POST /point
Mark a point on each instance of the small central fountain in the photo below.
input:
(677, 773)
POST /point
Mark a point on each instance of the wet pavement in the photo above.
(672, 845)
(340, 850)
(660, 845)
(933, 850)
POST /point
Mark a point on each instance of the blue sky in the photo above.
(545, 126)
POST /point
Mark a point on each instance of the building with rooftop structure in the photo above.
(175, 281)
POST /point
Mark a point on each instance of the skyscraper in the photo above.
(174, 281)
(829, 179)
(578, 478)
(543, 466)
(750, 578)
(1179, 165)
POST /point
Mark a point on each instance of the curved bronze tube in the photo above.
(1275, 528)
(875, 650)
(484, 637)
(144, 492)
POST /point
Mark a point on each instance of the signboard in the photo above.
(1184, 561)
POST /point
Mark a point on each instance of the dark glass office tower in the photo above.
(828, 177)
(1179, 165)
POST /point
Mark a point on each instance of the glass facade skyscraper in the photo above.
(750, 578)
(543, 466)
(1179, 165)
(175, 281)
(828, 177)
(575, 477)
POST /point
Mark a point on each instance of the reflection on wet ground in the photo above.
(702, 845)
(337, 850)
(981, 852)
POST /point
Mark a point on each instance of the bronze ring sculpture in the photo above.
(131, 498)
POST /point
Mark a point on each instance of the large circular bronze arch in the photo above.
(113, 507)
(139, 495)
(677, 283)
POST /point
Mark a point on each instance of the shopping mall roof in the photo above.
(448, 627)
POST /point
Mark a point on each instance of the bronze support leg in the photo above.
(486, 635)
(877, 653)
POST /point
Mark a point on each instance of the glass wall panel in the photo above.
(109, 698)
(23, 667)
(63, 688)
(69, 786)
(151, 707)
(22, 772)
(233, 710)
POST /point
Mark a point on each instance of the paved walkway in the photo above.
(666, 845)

◆ ◆ ◆ ◆

Express the lines above as a JSON list of strings with one string per line, omitting any blank lines.

[
  "POST /point",
  "Mark a point on each instance of the small central fountain in the photo below.",
  "input:",
  "(677, 773)",
  "POST /point",
  "Mark a point on each instance of the wet pavement in the photo above.",
  "(672, 845)",
  "(340, 850)",
  "(660, 845)",
  "(933, 850)",
  "POST /point",
  "Mark a point on each instance of the blue sky in the photo above.",
  "(545, 126)",
  "POST /point",
  "Mark a point on each instance of the building with rooftop structure in the photo above.",
  "(175, 281)",
  "POST /point",
  "Mark a point on each instance of the skyscraper in the photo above.",
  "(174, 281)",
  "(829, 179)",
  "(578, 478)",
  "(543, 466)",
  "(750, 578)",
  "(1179, 165)",
  "POST /point",
  "Mark a point on each instance of the curved bronze tube in the photo above.",
  "(1275, 528)",
  "(875, 650)",
  "(484, 637)",
  "(144, 492)",
  "POST /point",
  "Mark a point on each instance of the signboard in the photo above.",
  "(1184, 561)",
  "POST /point",
  "Mark a point on each instance of the dark glass office tower in the photo above.",
  "(828, 177)",
  "(1179, 165)",
  "POST /point",
  "Mark a point on each instance of the glass facade skyscraper in the photo above.",
  "(750, 578)",
  "(543, 466)",
  "(1179, 165)",
  "(175, 281)",
  "(828, 177)",
  "(575, 477)",
  "POST /point",
  "Mark a point on each instance of the reflection on wet ground in the photo above.",
  "(702, 845)",
  "(337, 850)",
  "(981, 852)",
  "POST /point",
  "Mark a point on each instance of the bronze ring sculpture in the photo above.",
  "(131, 498)",
  "POST /point",
  "Mark a point on each instance of the large circular bronze arch in the photo above.",
  "(113, 507)",
  "(139, 495)",
  "(677, 283)",
  "POST /point",
  "Mark a point on each instance of the shopping mall roof in the photo above.",
  "(448, 627)",
  "POST /point",
  "Mark a point on each instance of the bronze support leg in the photo above.",
  "(486, 635)",
  "(877, 653)",
  "POST /point",
  "Mark a point on each instance of the glass wall panel in the photo above.",
  "(109, 698)",
  "(23, 667)",
  "(63, 688)",
  "(69, 786)",
  "(151, 707)",
  "(22, 772)",
  "(233, 710)",
  "POST /point",
  "Mark a point on each instance of the paved walkway in the photo above.",
  "(666, 845)"
]